* _AIM 1_
Using the forum thread on fruit glazes, answer these questions:
(a) According to the first post, what are grocery-store glazes on tarts meant to do?
(b) What amount of gelatin and puree did annie start with that gave her rubbery jello?
(c) Which glaze did homechef777 decide to order?
* _AIM 2_
Reproduce the part of the forum thread on fruit glazes starting with "Can you tell" and going on through "gelatin. Happy baking!".

* _SELECTED PASSAGE_
For the most part I don't use glazes much and definately not on my fruit. My personal opinion is....that's what the grocery stores do with their tarts and it's grossly heavy handedly applied. It's meant to preserve the fruit so it looks good longer and I want people to know mine is fresh and "real". 

The only times I use glazes might be ontop of a joconde wrapped fruit mousse torte. But then I'll use the puree or a sauce thickened with gelatin and lightly coat the top. But I'm not opposed to using preserves....it a quick great way....but you can't thin them down and expect them to set.


----------



## homechef777 (Jan 4, 2002)

Can you tell me what your proportions are for your puree and gelatin glaze for your fruit mousse torte W.DeBord? Do you use it on tarts and tartlets too or do you prefer the natural look


----------



## annie (Mar 22, 2002)

Good morning, homechef: I have some Patisfrance GelStar apricot glaze I could send you. You could contact me through a private message, adn we'll get in touch.

I don't know about W. DeBord, but when I use fruit purees, I take a couple of cups and try it out. I had some very thick mango puree, that had a nice texture with 1 gelatin sheet/ 2 cups puree. I started with 2 sheets/2cups and got rubbery jello. It's one of those feel things, where with more experience I can look at the puree, and add exactly to the molecule, the right amount of gelatin. Happy baking!


----------



## homechef777 (Jan 4, 2002)

Annie thanks for the kind offer but I decided to bite the bullet and order the KA glaze as other posters have mentioned. Until then, I'll just go on using the fruit jellies as Alexia does. I'll let you all know how it goes


----------



## annie (Mar 22, 2002)

When you get the glaze, would you post what the ingredients are? I'd be interested, and was thinking of ordering some myself!

Thanks, Ann


----------

* _DATA SHOWN_
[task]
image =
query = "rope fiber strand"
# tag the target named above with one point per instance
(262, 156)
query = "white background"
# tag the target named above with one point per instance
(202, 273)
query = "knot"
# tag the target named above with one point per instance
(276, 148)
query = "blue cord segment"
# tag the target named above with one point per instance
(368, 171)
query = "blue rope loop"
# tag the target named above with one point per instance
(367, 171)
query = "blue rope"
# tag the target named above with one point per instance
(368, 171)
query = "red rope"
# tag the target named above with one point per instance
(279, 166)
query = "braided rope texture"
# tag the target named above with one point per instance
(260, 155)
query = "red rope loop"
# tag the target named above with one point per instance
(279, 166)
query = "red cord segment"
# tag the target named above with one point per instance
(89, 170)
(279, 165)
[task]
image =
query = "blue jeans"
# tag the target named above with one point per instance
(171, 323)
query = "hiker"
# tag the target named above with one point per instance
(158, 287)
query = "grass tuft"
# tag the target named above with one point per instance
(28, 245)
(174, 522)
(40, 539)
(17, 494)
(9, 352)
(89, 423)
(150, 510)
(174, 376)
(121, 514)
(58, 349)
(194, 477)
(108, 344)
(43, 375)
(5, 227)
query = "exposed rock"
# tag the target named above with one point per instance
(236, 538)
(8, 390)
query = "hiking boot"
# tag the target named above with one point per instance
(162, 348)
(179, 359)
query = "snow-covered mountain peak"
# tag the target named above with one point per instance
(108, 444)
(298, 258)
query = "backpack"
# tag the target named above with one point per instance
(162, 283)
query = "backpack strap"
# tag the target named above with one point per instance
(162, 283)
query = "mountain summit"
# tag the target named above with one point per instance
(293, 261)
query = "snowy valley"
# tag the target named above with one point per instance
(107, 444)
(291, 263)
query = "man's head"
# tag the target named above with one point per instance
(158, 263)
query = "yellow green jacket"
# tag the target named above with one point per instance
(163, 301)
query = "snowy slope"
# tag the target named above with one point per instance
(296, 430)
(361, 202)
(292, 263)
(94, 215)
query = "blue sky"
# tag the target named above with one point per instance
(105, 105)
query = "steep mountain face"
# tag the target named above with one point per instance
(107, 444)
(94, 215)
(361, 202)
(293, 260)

* _RESPONSE 1_
(a) They are meant to preserve the fruit so it looks good longer.
(b) She started with 2 sheets of gelatin to 2 cups of puree.
(c) homechef777 decided to order the KA glaze.

* _RESPONSE 2_
Can you tell me what your proportions are for your puree and gelatin glaze for your fruit mousse torte W.DeBord? Do you use it on tarts and tartlets too or do you prefer the natural look


----------



## annie (Mar 22, 2002)

Good morning, homechef: I have some Patisfrance GelStar apricot glaze I could send you. You could contact me through a private message, adn we'll get in touch.

I don't know about W. DeBord, but when I use fruit purees, I take a couple of cups and try it out. I had some very thick mango puree, that had a nice texture with 1 gelatin sheet/ 2 cups puree. I started with 2 sheets/2cups and got rubbery jello. It's one of those feel things, where with more experience I can look at the puree, and add exactly to the molecule, the right amount of gelatin. Happy baking!